##### GIVEN PASSAGE
My life is but a weaving between the Lord and me!

A Sinner’s Confession

social_media_truth“I am a sinner, and I have cheated in (almost) every relationship I have been in.”

“Can one go upon hot coals and his/her feet not be burned? (29) So he/she who cohabits with his/her neighbor’s wife/husband [will be tortured with evil consequences and just retribution]; he/she who touches her/him shall not be innocent or go unpunished.” 

~Proverbs 6:28-29 *author added emphasis on gender

So..why am I confessing this? Well, I woke up at 0400, and for the last 2 hours and 36 minutes have fought to go back to sleep. But, the Holy Spirit was nudging me, and I finally gave in. I know this confession will likely lead to a flood of comments, but I have faith that God will use this post for good.

Cheating, IMO, is a symptom of a much larger problem. My inability to stay faithful to the commitment of the relationship(s) I was in was NOT about them-it was about me. The TRUTH of the matter is that before I became a Christian, ( I mean a “Walk the Walk” not just a “Talk the Talk” kind), I had little to no self respect or self love. If I could not respect/love myself, how could I respect/love someone else? How could I show someone I cared about something I did not feel for myself?

Like many people who cheat, I tried to convince myself what I was doing was okay. I used the “He doesn’t respect/love/cherish/etc”..excuse. I would start an argument to justify my position. I would find any fault, no matter how small, and blow it way out of proportion, to justify my wanderings. It made looking in the mirror each morning something I dreaded. I couldn’t look myself in the eyes. I felt shame, because deep down, I knew I was a really bad/terrible/unsavory/despicable/person.
##########
▸ **WORK REQUEST**
How would the blog post confessing past infidelity continue? Write what follows its last paragraph, the one ending with feeling shame.
##### RECORD EXTRACTS
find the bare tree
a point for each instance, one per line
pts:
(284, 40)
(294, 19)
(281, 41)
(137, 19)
##########
▸ **RESULT FOR THIS EXERCISE**
Then I received Christ, and He loved me. ME!! He accepted me as I was and loved me.

He FORGAVE me!

That changed my heart.

Some people say “Once a cheater, always a cheater.” or “A leopard can’t change it’s spots.”

Really?

Try telling GOD that! 

In 1 Samuel, chapter 10, God gave Saul a new heart. Yep! If He can do it for Saul, who is to say He didn’t do it for me?

In the 2 relationships since I have been a believer/follower/servant, I did not cheat. Why? Because I am a new person in Christ. He loves me, I love me. Yes, I am still a sinner, but THAT sin..THAT sin..no more.  First, I have too much respect for myself to cheat. Second, I have to much respect for the man I was with to cheat. Why? I respect the commitment I had made to him. (Yes, same man, 2 different times!!) I loved him, and in many ways, still do.

The LORD helped me love myself, and forgive myself too.

Wow. It was like a huge weight was lifted from my shoulders. Carrying around “shame” is exhausting.

I am rid of it. I can look myself in the mirror now without the fear of shame.

If I am asked in a (hopeful) future relationship, if I have ever cheated, I will be honest and say “Yes.” I am hoping the man the Lord brings me will understand that I have faced my fears, faced my faults, taken responsibility and changed.

The Lord changed my heart.

I am Blessed!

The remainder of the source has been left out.